** Start of Records for this task **

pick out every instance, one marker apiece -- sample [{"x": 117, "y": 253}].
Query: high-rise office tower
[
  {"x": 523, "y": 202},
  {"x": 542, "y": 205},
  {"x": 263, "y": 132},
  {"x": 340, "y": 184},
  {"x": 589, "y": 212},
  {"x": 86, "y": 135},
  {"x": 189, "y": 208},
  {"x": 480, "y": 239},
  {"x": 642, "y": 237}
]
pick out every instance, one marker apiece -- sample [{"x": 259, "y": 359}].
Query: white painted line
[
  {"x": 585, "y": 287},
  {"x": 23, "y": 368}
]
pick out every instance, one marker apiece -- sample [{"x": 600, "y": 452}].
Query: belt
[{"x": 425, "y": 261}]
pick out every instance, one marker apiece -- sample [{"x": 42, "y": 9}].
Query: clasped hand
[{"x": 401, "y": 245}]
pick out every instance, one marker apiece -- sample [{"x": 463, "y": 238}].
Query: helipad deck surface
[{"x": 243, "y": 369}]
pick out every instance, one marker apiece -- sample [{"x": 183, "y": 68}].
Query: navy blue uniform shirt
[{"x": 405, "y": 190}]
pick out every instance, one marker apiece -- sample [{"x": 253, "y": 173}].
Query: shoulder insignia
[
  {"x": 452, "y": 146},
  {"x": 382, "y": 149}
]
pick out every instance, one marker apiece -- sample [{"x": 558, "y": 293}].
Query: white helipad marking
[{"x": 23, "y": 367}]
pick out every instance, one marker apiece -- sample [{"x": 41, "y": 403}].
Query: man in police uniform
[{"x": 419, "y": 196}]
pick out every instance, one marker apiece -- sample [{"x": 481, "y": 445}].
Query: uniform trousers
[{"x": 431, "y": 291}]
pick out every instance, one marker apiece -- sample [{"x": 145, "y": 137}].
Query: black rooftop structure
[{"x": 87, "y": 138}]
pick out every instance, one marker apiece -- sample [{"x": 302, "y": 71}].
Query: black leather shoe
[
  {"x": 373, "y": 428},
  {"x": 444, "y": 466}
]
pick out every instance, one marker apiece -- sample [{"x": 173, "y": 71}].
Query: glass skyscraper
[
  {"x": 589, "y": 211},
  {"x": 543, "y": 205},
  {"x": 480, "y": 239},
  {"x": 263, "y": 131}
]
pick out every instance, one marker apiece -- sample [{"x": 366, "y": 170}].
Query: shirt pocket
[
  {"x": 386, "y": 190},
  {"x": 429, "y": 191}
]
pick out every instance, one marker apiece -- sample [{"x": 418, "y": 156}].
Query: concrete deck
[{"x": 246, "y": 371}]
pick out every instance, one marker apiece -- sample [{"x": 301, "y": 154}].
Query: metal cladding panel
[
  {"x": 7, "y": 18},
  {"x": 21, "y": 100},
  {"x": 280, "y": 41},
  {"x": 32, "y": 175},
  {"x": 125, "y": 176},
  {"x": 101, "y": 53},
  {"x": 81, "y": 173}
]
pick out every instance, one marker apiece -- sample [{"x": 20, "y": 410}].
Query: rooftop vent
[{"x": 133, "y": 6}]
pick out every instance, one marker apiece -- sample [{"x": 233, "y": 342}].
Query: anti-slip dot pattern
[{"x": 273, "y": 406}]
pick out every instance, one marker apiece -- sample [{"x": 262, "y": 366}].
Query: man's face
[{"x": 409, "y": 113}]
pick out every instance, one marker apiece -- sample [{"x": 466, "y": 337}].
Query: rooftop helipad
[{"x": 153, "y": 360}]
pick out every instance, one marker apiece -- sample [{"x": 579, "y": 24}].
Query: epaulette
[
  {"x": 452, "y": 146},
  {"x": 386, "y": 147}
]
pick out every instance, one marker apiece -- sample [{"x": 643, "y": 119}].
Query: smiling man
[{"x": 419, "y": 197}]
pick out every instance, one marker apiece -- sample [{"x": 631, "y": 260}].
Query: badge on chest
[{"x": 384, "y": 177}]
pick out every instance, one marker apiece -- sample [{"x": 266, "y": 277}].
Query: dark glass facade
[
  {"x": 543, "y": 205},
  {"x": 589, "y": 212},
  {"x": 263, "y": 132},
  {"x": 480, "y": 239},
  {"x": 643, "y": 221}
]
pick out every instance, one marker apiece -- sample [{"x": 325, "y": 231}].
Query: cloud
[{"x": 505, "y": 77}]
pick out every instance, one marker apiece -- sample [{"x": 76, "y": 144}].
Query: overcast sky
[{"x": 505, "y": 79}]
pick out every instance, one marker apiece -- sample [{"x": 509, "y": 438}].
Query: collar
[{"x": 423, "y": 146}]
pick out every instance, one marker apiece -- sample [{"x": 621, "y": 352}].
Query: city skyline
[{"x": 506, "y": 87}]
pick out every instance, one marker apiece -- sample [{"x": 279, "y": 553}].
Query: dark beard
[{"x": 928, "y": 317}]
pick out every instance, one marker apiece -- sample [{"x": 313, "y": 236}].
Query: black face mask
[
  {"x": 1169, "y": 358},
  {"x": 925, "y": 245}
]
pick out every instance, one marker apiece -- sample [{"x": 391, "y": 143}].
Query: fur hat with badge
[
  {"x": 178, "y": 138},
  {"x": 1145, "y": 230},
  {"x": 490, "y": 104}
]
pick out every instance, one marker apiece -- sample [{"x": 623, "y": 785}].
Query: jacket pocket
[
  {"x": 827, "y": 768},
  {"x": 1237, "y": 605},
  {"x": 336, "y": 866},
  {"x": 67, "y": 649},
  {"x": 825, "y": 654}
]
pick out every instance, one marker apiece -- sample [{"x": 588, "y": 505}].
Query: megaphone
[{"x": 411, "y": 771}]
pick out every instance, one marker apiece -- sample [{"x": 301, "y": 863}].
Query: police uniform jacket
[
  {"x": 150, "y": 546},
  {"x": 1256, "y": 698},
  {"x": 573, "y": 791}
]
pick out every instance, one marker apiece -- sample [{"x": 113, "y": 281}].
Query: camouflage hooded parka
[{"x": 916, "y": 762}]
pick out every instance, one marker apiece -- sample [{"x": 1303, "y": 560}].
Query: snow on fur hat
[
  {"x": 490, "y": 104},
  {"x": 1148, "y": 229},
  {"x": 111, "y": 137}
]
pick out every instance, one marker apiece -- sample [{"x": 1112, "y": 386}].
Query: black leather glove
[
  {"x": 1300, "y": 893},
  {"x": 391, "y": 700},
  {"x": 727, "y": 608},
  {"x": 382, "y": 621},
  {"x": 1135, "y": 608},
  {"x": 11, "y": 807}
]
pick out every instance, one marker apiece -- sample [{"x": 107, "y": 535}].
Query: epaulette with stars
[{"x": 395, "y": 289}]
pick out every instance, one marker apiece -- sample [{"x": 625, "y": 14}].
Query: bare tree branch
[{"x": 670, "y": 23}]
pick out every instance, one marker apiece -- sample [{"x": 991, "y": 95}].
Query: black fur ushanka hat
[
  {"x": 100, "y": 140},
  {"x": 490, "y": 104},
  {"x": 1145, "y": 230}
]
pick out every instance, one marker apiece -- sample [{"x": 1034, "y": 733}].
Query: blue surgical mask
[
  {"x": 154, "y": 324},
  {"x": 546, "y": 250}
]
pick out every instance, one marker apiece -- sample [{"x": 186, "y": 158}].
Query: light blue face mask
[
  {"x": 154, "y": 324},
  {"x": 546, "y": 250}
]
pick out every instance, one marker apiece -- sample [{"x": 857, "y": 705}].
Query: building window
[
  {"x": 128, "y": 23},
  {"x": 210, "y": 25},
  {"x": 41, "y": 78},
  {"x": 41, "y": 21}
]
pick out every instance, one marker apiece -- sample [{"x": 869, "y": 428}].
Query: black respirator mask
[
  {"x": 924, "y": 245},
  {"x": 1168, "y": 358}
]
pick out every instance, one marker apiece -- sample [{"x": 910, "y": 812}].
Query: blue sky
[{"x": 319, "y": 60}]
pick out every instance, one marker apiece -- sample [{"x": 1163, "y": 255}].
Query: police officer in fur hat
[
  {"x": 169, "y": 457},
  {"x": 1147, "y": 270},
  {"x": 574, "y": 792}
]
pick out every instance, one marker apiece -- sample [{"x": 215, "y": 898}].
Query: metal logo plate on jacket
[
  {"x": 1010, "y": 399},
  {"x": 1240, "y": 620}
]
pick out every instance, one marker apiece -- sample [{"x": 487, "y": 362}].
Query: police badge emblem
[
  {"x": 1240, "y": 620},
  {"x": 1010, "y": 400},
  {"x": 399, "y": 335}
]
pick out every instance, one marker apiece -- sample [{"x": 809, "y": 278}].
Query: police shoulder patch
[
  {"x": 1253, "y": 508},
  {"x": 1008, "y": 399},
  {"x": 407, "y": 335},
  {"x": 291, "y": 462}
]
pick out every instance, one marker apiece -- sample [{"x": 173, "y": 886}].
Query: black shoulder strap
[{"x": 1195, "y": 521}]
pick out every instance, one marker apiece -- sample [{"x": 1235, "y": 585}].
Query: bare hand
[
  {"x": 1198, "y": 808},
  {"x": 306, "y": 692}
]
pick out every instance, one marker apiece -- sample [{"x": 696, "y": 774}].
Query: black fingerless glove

** End of Records for this task **

Give the number of lines in the rows that contain the word "leather". Reply with the number alone.

● Output below: 2